Lohn- und Arbeitsbedingungen werden in einer freien Gesellschaft von den Tarifpartnern ausgehandelt. Das unterscheidet soziale Marktwirtschaft von der kommunistischen Befehlswirtschaft, in der nicht gestreikt werden darf. Bei uns gibt es freie Gewerkschaften und das Streikrecht.
Wir brauchen starke Gewerkschaften und Arbeitgeberverbände für eine funktionsfähige, ordnungsstiftende Tarifautonomie.
Es geht bei der Neuformulierung des § 116 des Arbeitsförderungsgesetzes nicht um das Streikrecht,
auch nicht um die Streikfähigkeit, sondern um die Neutralität der Bundesanstalt. Um nicht mehr und nicht weniger.
Das ist nicht der Streikparagraph, das ist der Neutralitätsparagraph des Arbeitsförderungsgesetzes.
Die Neutralität der Bundesanstalt für Arbeit war, ist und bleibt unverzichtbarer Bestandteil der Tarifautonomie. Diese Neutralität der Bundesanstalt für Arbeit hat ihre rechtliche Grundlage in § 116 des Arbeitsförderungsgesetzes aus dem Jahre 1969
und in der Neutralitätsanordnung der Bundesanstalt für Arbeit aus dem Jahre 1973. Diese Grundlagen verlassen wir nicht. Wir stellen klar, nicht mehr und nicht weniger.
Im Zusammenhang mit dem Arbeitskampf in der Metallindustrie 1984 sind Auslegungsunterschiede zwischen der Bundesanstalt für Arbeit und Sozialgerichten bei Verfahren auf Herbeiführung einer einstweiligen Anordnung entstanden.
Bis zur letztinstanzlichen Klärung durch die Gerichte können noch Jahre vergehen.
Deshalb wurde bis zur Entscheidung jeder weitere Arbeitskampf von Unsicherheit begleitet, von der Unsicherheit, wer nun recht hat: die Bundesanstalt mit ihrer Auslegung oder die Sozialgerichte mit ihren einstweiligen Anordnungen.
Diese Unsicherheit dient nicht dem sozialen Frieden. Diese Unsicherheit dient nicht der Tarifautonomie.
Die Bundesregierung erwartet von den Gewerkschaften nicht, daß sie bis zur endgültigen Klärung durch die Gerichte auf das Instrument des Arbeitskampfes verzichten. Sie mutet den Arbeitnehmern nicht zu, einen Arbeitskampf mit dem Risiko zu führen, daß Leistungen der Bundesanstalt für Arbeit nur unter Vorbehalt gezahlt werden
und möglicherweise nach Jahren Arbeitslosengeld oder Kurzarbeitergeld zurückgezahlt werden müssen.
Das kann niemand wollen, der es mit den Arbeitnehmern gut meint.

- AUFGEFÜHRTE DATENSÄTZE

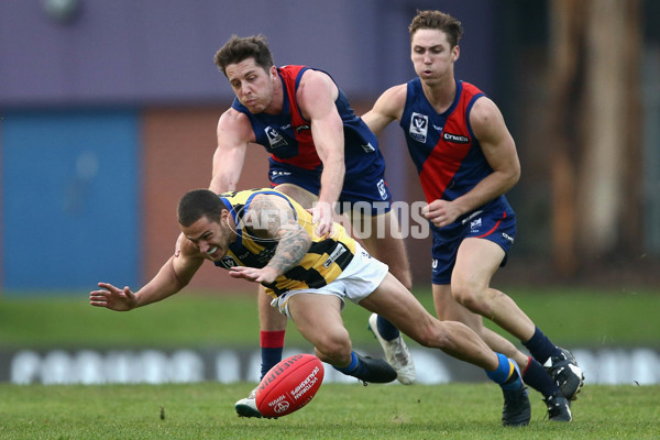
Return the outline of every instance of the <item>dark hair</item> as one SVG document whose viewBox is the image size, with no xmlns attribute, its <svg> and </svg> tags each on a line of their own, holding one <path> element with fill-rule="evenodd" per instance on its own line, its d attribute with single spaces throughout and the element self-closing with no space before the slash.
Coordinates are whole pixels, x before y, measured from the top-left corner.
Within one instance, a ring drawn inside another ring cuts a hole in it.
<svg viewBox="0 0 660 440">
<path fill-rule="evenodd" d="M 202 217 L 220 222 L 222 210 L 227 209 L 220 197 L 208 189 L 194 189 L 179 200 L 177 216 L 183 227 L 189 227 Z"/>
<path fill-rule="evenodd" d="M 268 48 L 266 37 L 263 35 L 253 35 L 239 37 L 232 35 L 231 38 L 218 52 L 216 52 L 216 66 L 224 75 L 224 69 L 230 64 L 241 63 L 244 59 L 254 58 L 254 63 L 261 66 L 265 72 L 275 65 L 273 55 Z"/>
<path fill-rule="evenodd" d="M 448 13 L 440 11 L 417 11 L 417 15 L 410 22 L 408 31 L 410 32 L 410 41 L 420 29 L 436 29 L 447 34 L 447 41 L 453 47 L 459 44 L 459 40 L 463 36 L 463 25 L 460 21 Z"/>
</svg>

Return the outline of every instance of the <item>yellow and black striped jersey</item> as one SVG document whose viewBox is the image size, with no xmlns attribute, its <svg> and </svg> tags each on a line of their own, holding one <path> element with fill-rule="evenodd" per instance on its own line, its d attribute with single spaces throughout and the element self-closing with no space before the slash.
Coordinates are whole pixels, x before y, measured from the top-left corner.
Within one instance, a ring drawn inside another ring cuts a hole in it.
<svg viewBox="0 0 660 440">
<path fill-rule="evenodd" d="M 277 241 L 263 239 L 250 232 L 250 224 L 244 220 L 250 210 L 252 199 L 260 194 L 283 197 L 296 212 L 298 224 L 311 237 L 311 246 L 307 255 L 272 284 L 264 284 L 266 293 L 273 297 L 287 290 L 319 288 L 334 280 L 349 265 L 355 254 L 355 241 L 345 229 L 334 223 L 331 237 L 321 238 L 315 233 L 311 215 L 290 197 L 273 189 L 249 189 L 220 195 L 220 199 L 229 209 L 237 224 L 237 240 L 230 244 L 227 255 L 217 261 L 219 267 L 232 266 L 264 267 L 275 254 Z"/>
</svg>

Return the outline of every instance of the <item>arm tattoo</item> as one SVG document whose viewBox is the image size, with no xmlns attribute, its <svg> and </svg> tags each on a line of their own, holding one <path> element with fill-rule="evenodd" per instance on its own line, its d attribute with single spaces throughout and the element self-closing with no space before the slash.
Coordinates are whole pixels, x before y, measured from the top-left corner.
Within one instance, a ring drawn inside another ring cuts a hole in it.
<svg viewBox="0 0 660 440">
<path fill-rule="evenodd" d="M 268 266 L 283 274 L 298 264 L 309 251 L 311 238 L 298 224 L 296 211 L 278 196 L 257 196 L 250 206 L 257 220 L 255 234 L 278 242 Z"/>
</svg>

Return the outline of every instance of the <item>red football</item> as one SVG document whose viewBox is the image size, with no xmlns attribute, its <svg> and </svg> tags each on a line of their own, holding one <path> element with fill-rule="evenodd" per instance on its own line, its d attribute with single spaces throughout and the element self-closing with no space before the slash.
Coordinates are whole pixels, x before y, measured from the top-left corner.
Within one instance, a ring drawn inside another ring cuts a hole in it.
<svg viewBox="0 0 660 440">
<path fill-rule="evenodd" d="M 323 364 L 311 354 L 294 354 L 271 369 L 256 388 L 264 417 L 282 417 L 309 404 L 323 382 Z"/>
</svg>

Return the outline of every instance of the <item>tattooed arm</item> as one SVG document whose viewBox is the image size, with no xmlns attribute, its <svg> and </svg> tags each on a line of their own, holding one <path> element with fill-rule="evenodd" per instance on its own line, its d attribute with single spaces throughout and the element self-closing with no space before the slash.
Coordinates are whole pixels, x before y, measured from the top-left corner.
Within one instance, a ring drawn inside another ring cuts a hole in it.
<svg viewBox="0 0 660 440">
<path fill-rule="evenodd" d="M 296 211 L 279 196 L 258 195 L 250 205 L 244 221 L 251 233 L 278 242 L 275 253 L 263 268 L 237 266 L 230 275 L 256 283 L 273 283 L 275 278 L 298 264 L 311 246 L 311 238 L 298 224 Z"/>
</svg>

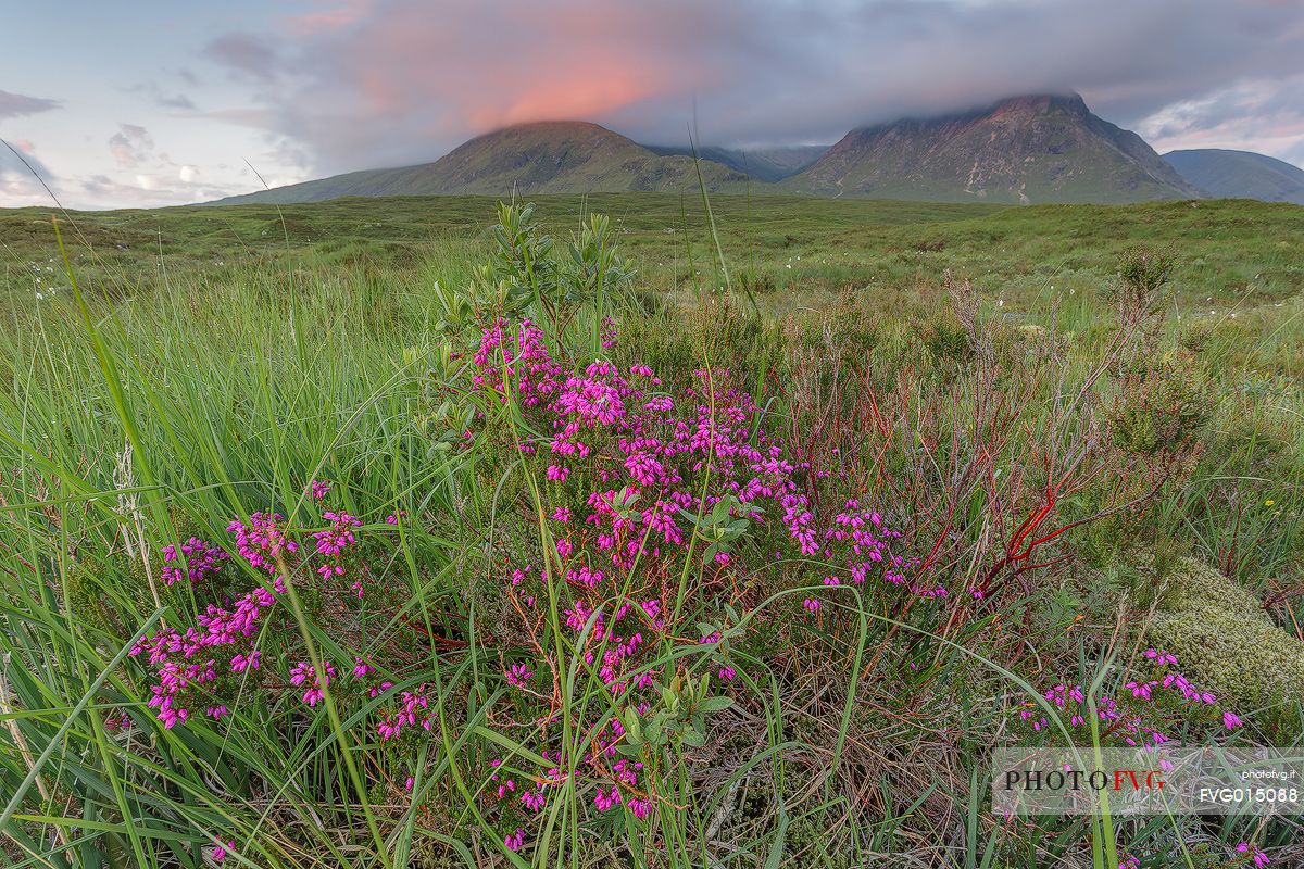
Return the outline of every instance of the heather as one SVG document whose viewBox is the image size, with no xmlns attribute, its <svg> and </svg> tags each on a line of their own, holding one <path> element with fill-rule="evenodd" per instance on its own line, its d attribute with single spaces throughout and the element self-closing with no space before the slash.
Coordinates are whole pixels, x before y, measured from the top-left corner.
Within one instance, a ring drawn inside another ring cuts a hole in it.
<svg viewBox="0 0 1304 869">
<path fill-rule="evenodd" d="M 1178 214 L 1051 294 L 940 207 L 797 304 L 746 250 L 795 206 L 729 207 L 44 279 L 0 332 L 10 862 L 1295 865 L 1295 818 L 992 816 L 986 765 L 1299 744 L 1278 238 Z M 854 232 L 807 220 L 793 264 Z M 1210 268 L 1258 284 L 1210 318 Z"/>
</svg>

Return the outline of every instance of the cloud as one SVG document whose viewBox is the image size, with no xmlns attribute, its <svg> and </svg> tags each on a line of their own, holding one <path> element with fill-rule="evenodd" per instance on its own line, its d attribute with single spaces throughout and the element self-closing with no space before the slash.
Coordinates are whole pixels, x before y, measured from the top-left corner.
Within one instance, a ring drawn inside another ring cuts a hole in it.
<svg viewBox="0 0 1304 869">
<path fill-rule="evenodd" d="M 35 145 L 27 139 L 0 142 L 0 207 L 50 205 L 42 181 L 56 185 L 55 173 L 37 156 Z"/>
<path fill-rule="evenodd" d="M 37 112 L 48 112 L 59 108 L 59 106 L 60 103 L 56 99 L 25 96 L 23 94 L 13 94 L 7 90 L 0 90 L 0 120 L 5 117 L 23 117 L 25 115 L 35 115 Z"/>
<path fill-rule="evenodd" d="M 275 43 L 243 30 L 222 34 L 203 53 L 236 74 L 265 83 L 276 78 L 280 65 Z"/>
<path fill-rule="evenodd" d="M 117 133 L 108 139 L 108 151 L 124 169 L 134 169 L 154 154 L 154 138 L 143 126 L 119 124 Z"/>
<path fill-rule="evenodd" d="M 183 112 L 193 112 L 197 108 L 194 100 L 185 94 L 173 94 L 171 96 L 160 94 L 154 102 L 162 108 L 175 108 Z"/>
<path fill-rule="evenodd" d="M 1304 56 L 1304 8 L 446 0 L 432 17 L 421 0 L 374 0 L 289 21 L 276 43 L 230 33 L 207 55 L 261 83 L 263 129 L 336 172 L 434 159 L 469 135 L 541 119 L 678 142 L 694 107 L 702 138 L 721 145 L 831 142 L 862 124 L 1035 91 L 1077 90 L 1124 125 L 1240 81 L 1273 90 L 1265 104 L 1297 109 L 1301 91 L 1288 82 Z M 1235 122 L 1240 111 L 1210 103 L 1202 122 Z"/>
</svg>

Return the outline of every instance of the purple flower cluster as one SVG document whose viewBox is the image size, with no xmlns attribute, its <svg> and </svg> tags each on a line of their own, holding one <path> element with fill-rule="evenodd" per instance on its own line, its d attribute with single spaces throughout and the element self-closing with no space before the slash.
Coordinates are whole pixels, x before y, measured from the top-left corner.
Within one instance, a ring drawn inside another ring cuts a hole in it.
<svg viewBox="0 0 1304 869">
<path fill-rule="evenodd" d="M 1168 711 L 1161 704 L 1162 692 L 1167 693 L 1170 700 L 1179 704 L 1188 714 L 1191 707 L 1211 707 L 1218 702 L 1213 693 L 1197 689 L 1184 675 L 1170 670 L 1178 663 L 1178 659 L 1171 654 L 1161 649 L 1146 649 L 1144 658 L 1150 662 L 1153 668 L 1149 679 L 1129 679 L 1124 683 L 1125 693 L 1118 698 L 1103 696 L 1095 704 L 1095 714 L 1103 724 L 1104 735 L 1133 748 L 1161 745 L 1168 741 L 1168 736 L 1162 730 L 1166 727 Z M 1069 727 L 1080 727 L 1086 723 L 1090 711 L 1081 685 L 1059 684 L 1042 696 L 1067 719 Z M 1046 717 L 1039 715 L 1031 705 L 1021 709 L 1018 718 L 1029 722 L 1033 731 L 1037 732 L 1048 727 Z M 1236 730 L 1241 726 L 1240 718 L 1231 711 L 1222 713 L 1222 723 L 1227 730 Z"/>
</svg>

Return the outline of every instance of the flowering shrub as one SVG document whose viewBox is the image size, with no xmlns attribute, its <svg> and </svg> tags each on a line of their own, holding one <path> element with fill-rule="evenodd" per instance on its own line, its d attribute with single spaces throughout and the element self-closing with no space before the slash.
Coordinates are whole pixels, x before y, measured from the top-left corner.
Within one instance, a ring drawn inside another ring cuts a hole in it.
<svg viewBox="0 0 1304 869">
<path fill-rule="evenodd" d="M 1107 745 L 1161 745 L 1174 737 L 1174 731 L 1187 724 L 1214 723 L 1232 731 L 1241 719 L 1230 710 L 1219 710 L 1218 697 L 1197 688 L 1174 670 L 1178 659 L 1161 649 L 1146 649 L 1149 662 L 1145 676 L 1132 674 L 1116 696 L 1102 696 L 1095 704 L 1101 722 L 1101 739 Z M 1055 706 L 1068 728 L 1085 728 L 1091 714 L 1082 685 L 1059 684 L 1042 694 Z M 1033 704 L 1018 711 L 1020 720 L 1034 732 L 1047 730 L 1050 722 Z M 1085 736 L 1090 739 L 1090 736 Z"/>
<path fill-rule="evenodd" d="M 612 349 L 617 337 L 605 330 Z M 848 496 L 842 469 L 794 459 L 728 370 L 699 369 L 672 388 L 640 363 L 576 365 L 535 323 L 505 319 L 482 331 L 469 361 L 481 430 L 463 439 L 497 444 L 523 472 L 519 509 L 490 548 L 506 688 L 490 722 L 520 750 L 472 765 L 480 814 L 505 849 L 533 847 L 562 786 L 595 816 L 618 817 L 614 829 L 675 822 L 677 797 L 664 791 L 674 776 L 664 771 L 705 744 L 707 717 L 748 681 L 735 606 L 794 590 L 785 598 L 794 624 L 823 624 L 840 618 L 831 605 L 844 585 L 951 606 L 943 577 L 908 548 L 900 522 L 909 517 Z M 300 714 L 319 714 L 329 698 L 351 713 L 369 706 L 360 720 L 381 757 L 404 765 L 398 780 L 407 776 L 411 791 L 413 749 L 438 731 L 439 697 L 420 681 L 413 645 L 373 642 L 361 618 L 385 602 L 391 616 L 402 611 L 402 589 L 373 582 L 372 564 L 408 520 L 394 511 L 364 525 L 330 503 L 331 491 L 309 482 L 309 526 L 278 512 L 232 521 L 235 552 L 263 581 L 206 602 L 193 625 L 163 628 L 132 654 L 150 667 L 150 705 L 164 728 L 227 718 L 249 684 L 271 698 L 289 693 Z M 214 597 L 206 580 L 228 560 L 198 539 L 164 558 L 170 584 L 188 580 L 201 598 Z M 346 654 L 314 658 L 286 638 L 293 632 L 270 629 L 273 619 L 288 625 L 273 614 L 292 591 L 305 593 L 309 618 Z M 1110 740 L 1158 744 L 1179 710 L 1218 718 L 1217 698 L 1172 670 L 1172 655 L 1151 649 L 1146 659 L 1153 672 L 1098 704 Z M 589 698 L 578 706 L 572 674 Z M 1081 687 L 1056 685 L 1046 698 L 1069 727 L 1086 723 Z M 1021 718 L 1034 731 L 1047 726 L 1029 709 Z M 1222 711 L 1222 724 L 1240 719 Z"/>
</svg>

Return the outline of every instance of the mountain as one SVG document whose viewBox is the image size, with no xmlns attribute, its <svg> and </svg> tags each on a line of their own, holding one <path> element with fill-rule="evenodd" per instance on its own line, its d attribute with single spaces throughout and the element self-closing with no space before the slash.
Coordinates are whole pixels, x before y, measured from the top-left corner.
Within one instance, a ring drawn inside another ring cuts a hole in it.
<svg viewBox="0 0 1304 869">
<path fill-rule="evenodd" d="M 938 202 L 1140 202 L 1198 197 L 1140 135 L 1077 94 L 852 130 L 784 186 Z"/>
<path fill-rule="evenodd" d="M 742 189 L 746 176 L 703 160 L 708 190 Z M 338 197 L 535 195 L 695 190 L 692 158 L 662 156 L 584 121 L 540 121 L 479 135 L 434 163 L 366 169 L 219 199 L 216 205 L 321 202 Z"/>
<path fill-rule="evenodd" d="M 675 145 L 645 145 L 653 154 L 664 156 L 692 155 L 689 146 Z M 699 147 L 698 156 L 728 165 L 735 172 L 755 178 L 756 181 L 782 181 L 797 175 L 818 160 L 827 145 L 793 145 L 789 147 L 758 147 L 758 149 L 728 149 L 728 147 Z"/>
<path fill-rule="evenodd" d="M 1264 154 L 1196 149 L 1163 159 L 1211 197 L 1304 205 L 1304 169 Z"/>
</svg>

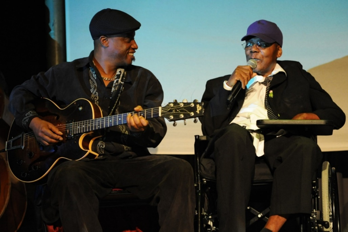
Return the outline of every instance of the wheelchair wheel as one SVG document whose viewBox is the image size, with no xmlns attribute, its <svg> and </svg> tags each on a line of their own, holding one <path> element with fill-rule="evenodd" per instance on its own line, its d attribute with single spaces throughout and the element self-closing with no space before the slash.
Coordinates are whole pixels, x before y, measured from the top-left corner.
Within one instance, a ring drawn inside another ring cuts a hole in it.
<svg viewBox="0 0 348 232">
<path fill-rule="evenodd" d="M 340 232 L 339 206 L 337 176 L 334 168 L 331 168 L 329 162 L 323 163 L 321 173 L 323 220 L 328 221 L 330 227 L 324 231 Z"/>
</svg>

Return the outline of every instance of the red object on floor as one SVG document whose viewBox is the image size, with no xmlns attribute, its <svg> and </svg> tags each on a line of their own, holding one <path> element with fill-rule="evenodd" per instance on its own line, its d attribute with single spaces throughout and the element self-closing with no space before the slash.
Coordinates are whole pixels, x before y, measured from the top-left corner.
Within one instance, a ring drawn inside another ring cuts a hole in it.
<svg viewBox="0 0 348 232">
<path fill-rule="evenodd" d="M 47 231 L 48 232 L 64 232 L 63 231 L 63 227 L 56 227 L 53 225 L 46 225 L 47 227 Z"/>
<path fill-rule="evenodd" d="M 143 232 L 143 231 L 139 229 L 138 227 L 136 227 L 135 231 L 129 231 L 128 230 L 127 231 L 123 231 L 122 232 Z"/>
</svg>

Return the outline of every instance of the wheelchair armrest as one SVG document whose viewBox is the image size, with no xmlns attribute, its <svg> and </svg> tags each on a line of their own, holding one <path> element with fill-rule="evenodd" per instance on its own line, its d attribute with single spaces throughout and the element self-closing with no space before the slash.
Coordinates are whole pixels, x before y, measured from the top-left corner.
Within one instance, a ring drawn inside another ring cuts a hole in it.
<svg viewBox="0 0 348 232">
<path fill-rule="evenodd" d="M 333 125 L 330 120 L 259 120 L 256 125 L 262 130 L 276 131 L 283 129 L 314 135 L 331 135 Z"/>
</svg>

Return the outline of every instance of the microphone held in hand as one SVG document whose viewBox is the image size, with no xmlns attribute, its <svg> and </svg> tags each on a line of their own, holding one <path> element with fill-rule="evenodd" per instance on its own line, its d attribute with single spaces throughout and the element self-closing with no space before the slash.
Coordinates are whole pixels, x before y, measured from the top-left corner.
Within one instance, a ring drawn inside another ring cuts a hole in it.
<svg viewBox="0 0 348 232">
<path fill-rule="evenodd" d="M 257 63 L 256 60 L 254 59 L 250 59 L 248 61 L 246 64 L 249 65 L 252 69 L 254 69 L 257 66 Z M 238 95 L 238 93 L 242 88 L 242 83 L 240 81 L 237 81 L 236 85 L 233 86 L 232 89 L 231 90 L 231 93 L 227 97 L 227 105 L 231 105 L 233 101 L 236 99 L 236 97 Z"/>
</svg>

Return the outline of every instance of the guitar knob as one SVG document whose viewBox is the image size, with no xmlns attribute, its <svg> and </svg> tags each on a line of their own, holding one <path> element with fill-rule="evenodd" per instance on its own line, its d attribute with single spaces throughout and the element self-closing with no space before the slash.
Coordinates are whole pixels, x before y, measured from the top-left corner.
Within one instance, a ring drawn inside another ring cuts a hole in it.
<svg viewBox="0 0 348 232">
<path fill-rule="evenodd" d="M 38 166 L 37 165 L 33 165 L 32 166 L 32 170 L 33 171 L 37 171 L 38 170 Z"/>
<path fill-rule="evenodd" d="M 29 157 L 29 159 L 31 159 L 34 157 L 34 153 L 32 151 L 30 151 L 28 153 L 28 157 Z"/>
</svg>

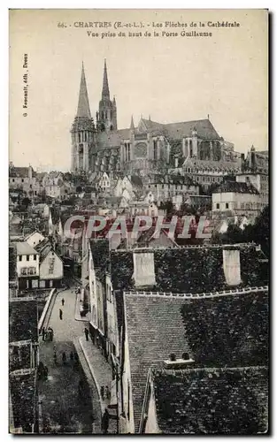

- ARBEITSAUFTRÄGE
a) Aus welchem Jahr stammt laut dem Textauszug die Neutralitätsanordnung der Bundesanstalt für Arbeit?
b) Fassen Sie den Absatz des Textauszugs, der mit „Lohn- und Arbeitsbedingungen werden“ beginnt, als kurze Stichpunktliste zusammen.
Die Datensätze sind eigenständiges Material und gehören nicht zum Textauszug.

- LÖSUNGEN
a) Aus dem Jahr 1973.

b)
- In einer freien Gesellschaft handeln die Tarifpartner Lohn- und Arbeitsbedingungen aus.
- Darin unterscheidet sich die soziale Marktwirtschaft von der kommunistischen Befehlswirtschaft, in der Streiks verboten sind.
- Hier gibt es freie Gewerkschaften und das Streikrecht.